**DATA IN THIS EXERCISE:**
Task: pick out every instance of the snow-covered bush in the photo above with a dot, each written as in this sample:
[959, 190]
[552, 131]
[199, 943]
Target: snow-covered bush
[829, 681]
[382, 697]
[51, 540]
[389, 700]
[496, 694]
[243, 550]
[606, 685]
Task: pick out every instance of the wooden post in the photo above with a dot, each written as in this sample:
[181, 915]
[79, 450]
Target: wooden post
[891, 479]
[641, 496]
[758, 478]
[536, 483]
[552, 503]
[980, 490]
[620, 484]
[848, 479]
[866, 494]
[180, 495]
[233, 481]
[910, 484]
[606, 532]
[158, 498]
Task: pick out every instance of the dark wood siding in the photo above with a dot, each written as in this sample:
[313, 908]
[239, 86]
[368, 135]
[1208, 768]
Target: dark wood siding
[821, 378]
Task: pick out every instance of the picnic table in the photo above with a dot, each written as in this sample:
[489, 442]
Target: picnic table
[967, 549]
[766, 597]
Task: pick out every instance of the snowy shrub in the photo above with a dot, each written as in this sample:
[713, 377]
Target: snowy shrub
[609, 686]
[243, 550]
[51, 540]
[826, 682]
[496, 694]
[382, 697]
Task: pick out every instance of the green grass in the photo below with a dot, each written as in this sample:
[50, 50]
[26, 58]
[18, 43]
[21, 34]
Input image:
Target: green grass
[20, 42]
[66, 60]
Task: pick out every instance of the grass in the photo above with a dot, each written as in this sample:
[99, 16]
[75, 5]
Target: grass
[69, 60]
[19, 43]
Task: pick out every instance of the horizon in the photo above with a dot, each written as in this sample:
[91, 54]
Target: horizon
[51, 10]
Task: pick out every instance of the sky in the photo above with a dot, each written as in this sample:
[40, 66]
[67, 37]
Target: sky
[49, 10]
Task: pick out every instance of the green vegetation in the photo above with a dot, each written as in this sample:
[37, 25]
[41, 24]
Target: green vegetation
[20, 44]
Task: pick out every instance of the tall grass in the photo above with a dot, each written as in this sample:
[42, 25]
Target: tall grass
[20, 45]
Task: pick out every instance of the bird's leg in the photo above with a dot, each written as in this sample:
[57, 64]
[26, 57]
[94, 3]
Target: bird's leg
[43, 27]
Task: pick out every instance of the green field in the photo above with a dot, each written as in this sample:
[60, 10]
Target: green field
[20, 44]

**TASK:**
Extract the full listing above without altering anything.

**FINISHED EXERCISE:**
Task: pick out every instance of the snow-covered bush in the photo above with a dot, each written as in this sample:
[959, 190]
[552, 131]
[199, 943]
Target: snow-covered bush
[829, 681]
[382, 697]
[51, 540]
[389, 700]
[496, 694]
[243, 550]
[606, 685]
Task: pick out every instance of the wooden post in the photo above with a dot, each written as in this sample:
[181, 915]
[79, 450]
Target: wooden post
[891, 479]
[641, 496]
[758, 478]
[536, 483]
[552, 503]
[980, 490]
[620, 484]
[848, 479]
[866, 494]
[180, 495]
[233, 481]
[910, 484]
[606, 532]
[158, 498]
Task: pick out every instance of the dark wood siding in the photo above with a dot, each written as in this sample:
[313, 908]
[239, 86]
[368, 135]
[1208, 768]
Target: dark wood siding
[821, 378]
Task: pick out every instance of the picnic table in the photo above with a dot, each written as in this sample:
[489, 442]
Target: picnic table
[967, 549]
[766, 597]
Task: pick out every instance of the snowy shrub in the photo above with a dot, each written as in this sample:
[713, 377]
Target: snowy shrub
[609, 686]
[243, 550]
[51, 540]
[826, 682]
[496, 694]
[382, 697]
Task: pick out every instance of the green grass in the photo below with a dot, each written as in this sample:
[50, 50]
[26, 58]
[18, 43]
[21, 34]
Input image:
Target: green grass
[20, 42]
[66, 60]
Task: pick out every instance of the grass in the photo above with a dot, each written as in this sample:
[99, 16]
[75, 5]
Target: grass
[69, 60]
[19, 43]
Task: pick out every instance of the horizon in the photo above with a dot, each written as in this sample:
[91, 54]
Target: horizon
[51, 10]
Task: pick out every instance of the sky in the photo above with a dot, each written as in this sample:
[40, 66]
[67, 37]
Target: sky
[49, 10]
Task: pick out every instance of the green vegetation in the photo above with a dot, each written as in this sample:
[37, 25]
[41, 24]
Target: green vegetation
[20, 44]
Task: pick out every instance of the tall grass in the photo above with a dot, each written as in this sample:
[42, 25]
Target: tall grass
[20, 45]
Task: pick out every instance of the bird's leg in the photo above with a dot, each written as in this sample:
[57, 64]
[26, 57]
[94, 3]
Target: bird's leg
[43, 27]
Task: pick out every instance of the green field in the photo above with a dot, each written as in this sample:
[60, 10]
Target: green field
[20, 44]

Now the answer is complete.